• _DATA SHOWN_:
──────────
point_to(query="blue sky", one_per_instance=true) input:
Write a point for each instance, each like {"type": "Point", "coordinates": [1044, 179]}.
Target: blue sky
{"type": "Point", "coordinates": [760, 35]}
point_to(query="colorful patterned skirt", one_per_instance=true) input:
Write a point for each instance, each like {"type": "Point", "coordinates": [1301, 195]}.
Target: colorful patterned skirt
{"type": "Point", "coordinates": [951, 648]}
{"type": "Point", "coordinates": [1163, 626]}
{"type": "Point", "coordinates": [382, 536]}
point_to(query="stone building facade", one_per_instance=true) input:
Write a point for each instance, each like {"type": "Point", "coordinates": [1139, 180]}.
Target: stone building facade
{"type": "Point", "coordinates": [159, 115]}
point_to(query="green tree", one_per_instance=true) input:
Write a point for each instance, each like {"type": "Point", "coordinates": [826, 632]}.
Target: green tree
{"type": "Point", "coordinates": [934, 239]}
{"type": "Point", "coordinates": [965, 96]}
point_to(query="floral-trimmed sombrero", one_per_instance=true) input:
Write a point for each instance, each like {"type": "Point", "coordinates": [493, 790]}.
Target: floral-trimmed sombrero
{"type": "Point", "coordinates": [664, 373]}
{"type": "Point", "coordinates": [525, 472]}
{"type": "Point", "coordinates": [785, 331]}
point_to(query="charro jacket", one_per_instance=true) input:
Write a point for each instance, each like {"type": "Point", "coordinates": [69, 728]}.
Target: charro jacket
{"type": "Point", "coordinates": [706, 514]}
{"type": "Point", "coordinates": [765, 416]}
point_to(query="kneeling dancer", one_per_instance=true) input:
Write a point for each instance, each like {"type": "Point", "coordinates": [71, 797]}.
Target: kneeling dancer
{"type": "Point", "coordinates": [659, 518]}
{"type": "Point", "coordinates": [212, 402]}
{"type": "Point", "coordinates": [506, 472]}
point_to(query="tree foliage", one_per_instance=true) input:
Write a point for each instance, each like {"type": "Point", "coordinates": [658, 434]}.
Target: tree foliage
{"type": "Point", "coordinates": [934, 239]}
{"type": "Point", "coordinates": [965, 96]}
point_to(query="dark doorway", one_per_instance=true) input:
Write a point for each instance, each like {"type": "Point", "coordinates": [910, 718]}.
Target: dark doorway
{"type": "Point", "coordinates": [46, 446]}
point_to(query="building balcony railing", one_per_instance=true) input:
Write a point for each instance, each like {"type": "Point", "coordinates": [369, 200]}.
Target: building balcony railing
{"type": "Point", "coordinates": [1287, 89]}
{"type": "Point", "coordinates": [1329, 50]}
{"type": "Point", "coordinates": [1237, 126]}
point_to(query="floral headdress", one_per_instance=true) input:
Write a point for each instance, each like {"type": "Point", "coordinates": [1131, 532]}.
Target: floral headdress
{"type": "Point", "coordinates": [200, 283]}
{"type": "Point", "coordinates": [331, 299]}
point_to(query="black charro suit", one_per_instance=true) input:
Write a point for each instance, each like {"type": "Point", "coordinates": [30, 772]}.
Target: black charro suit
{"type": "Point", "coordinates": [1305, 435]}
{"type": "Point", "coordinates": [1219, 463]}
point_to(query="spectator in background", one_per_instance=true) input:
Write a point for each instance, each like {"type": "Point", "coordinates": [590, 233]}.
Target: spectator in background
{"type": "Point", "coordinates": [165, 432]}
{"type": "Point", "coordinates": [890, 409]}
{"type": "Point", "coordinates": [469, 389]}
──────────
Transcribe every record above exactly as it appears.

• _ANSWER TO THIS TASK_:
point_to(query="blue sky", one_per_instance=true) input:
Write a point for each instance, each like {"type": "Point", "coordinates": [1044, 179]}.
Target: blue sky
{"type": "Point", "coordinates": [760, 35]}
point_to(query="colorful patterned skirt", one_per_instance=true) input:
Write a point for each instance, each like {"type": "Point", "coordinates": [1301, 195]}.
Target: colorful patterned skirt
{"type": "Point", "coordinates": [951, 648]}
{"type": "Point", "coordinates": [1163, 626]}
{"type": "Point", "coordinates": [382, 536]}
point_to(query="stone building facade", one_per_instance=true) input:
Write a point for each instance, each like {"type": "Point", "coordinates": [1139, 180]}.
Target: stone building facade
{"type": "Point", "coordinates": [159, 115]}
point_to(query="green tree", one_per_instance=true) input:
Write a point for each instance, each like {"type": "Point", "coordinates": [826, 632]}.
Target: green tree
{"type": "Point", "coordinates": [934, 239]}
{"type": "Point", "coordinates": [965, 96]}
point_to(query="floral-trimmed sombrero", one_per_instance=true) input:
Write a point for each instance, each like {"type": "Point", "coordinates": [493, 790]}.
Target: floral-trimmed sombrero
{"type": "Point", "coordinates": [664, 373]}
{"type": "Point", "coordinates": [525, 472]}
{"type": "Point", "coordinates": [785, 331]}
point_to(query="charro jacket", one_per_instance=true) input:
Write a point for each instance, each like {"type": "Point", "coordinates": [69, 728]}.
Target: charro jacket
{"type": "Point", "coordinates": [706, 514]}
{"type": "Point", "coordinates": [765, 416]}
point_to(query="kneeling dancer", one_per_instance=true) input:
Write a point for each instance, each like {"type": "Point", "coordinates": [71, 797]}.
Target: kneeling dancer
{"type": "Point", "coordinates": [659, 518]}
{"type": "Point", "coordinates": [212, 402]}
{"type": "Point", "coordinates": [506, 472]}
point_to(query="tree foliage", one_per_instance=true) input:
Write a point for each instance, each like {"type": "Point", "coordinates": [658, 434]}.
Target: tree foliage
{"type": "Point", "coordinates": [934, 239]}
{"type": "Point", "coordinates": [965, 96]}
point_to(query="dark doorway", one_per_instance=true) input:
Write a point for each instance, each like {"type": "Point", "coordinates": [910, 718]}.
Target: dark doorway
{"type": "Point", "coordinates": [46, 446]}
point_to(query="building balcony railing", one_per_instance=true) input:
Write a point for each instance, each like {"type": "Point", "coordinates": [369, 200]}.
Target: building balcony railing
{"type": "Point", "coordinates": [1287, 89]}
{"type": "Point", "coordinates": [1329, 50]}
{"type": "Point", "coordinates": [1237, 126]}
point_to(query="floral headdress", one_per_instance=true) input:
Write a point for each instance, each like {"type": "Point", "coordinates": [1131, 532]}.
Target: floral headdress
{"type": "Point", "coordinates": [200, 283]}
{"type": "Point", "coordinates": [331, 299]}
point_to(query="black charro suit", one_per_instance=true) input:
Write a point for each instance, each like {"type": "Point", "coordinates": [30, 772]}.
Target: black charro suit
{"type": "Point", "coordinates": [1305, 435]}
{"type": "Point", "coordinates": [1219, 463]}
point_to(query="spectator in background", one_per_instance=true) input:
Write a point for each instance, each like {"type": "Point", "coordinates": [590, 233]}.
Target: spectator in background
{"type": "Point", "coordinates": [165, 432]}
{"type": "Point", "coordinates": [890, 409]}
{"type": "Point", "coordinates": [469, 389]}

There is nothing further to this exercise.